── Entries supplied ──

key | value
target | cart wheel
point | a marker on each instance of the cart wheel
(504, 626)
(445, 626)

───

• _Your goal_
Reproduce the material above line for line, without altering any character.

• _Answer to the problem_
key | value
target | cart wheel
point | a marker on each instance of the cart wheel
(504, 626)
(445, 626)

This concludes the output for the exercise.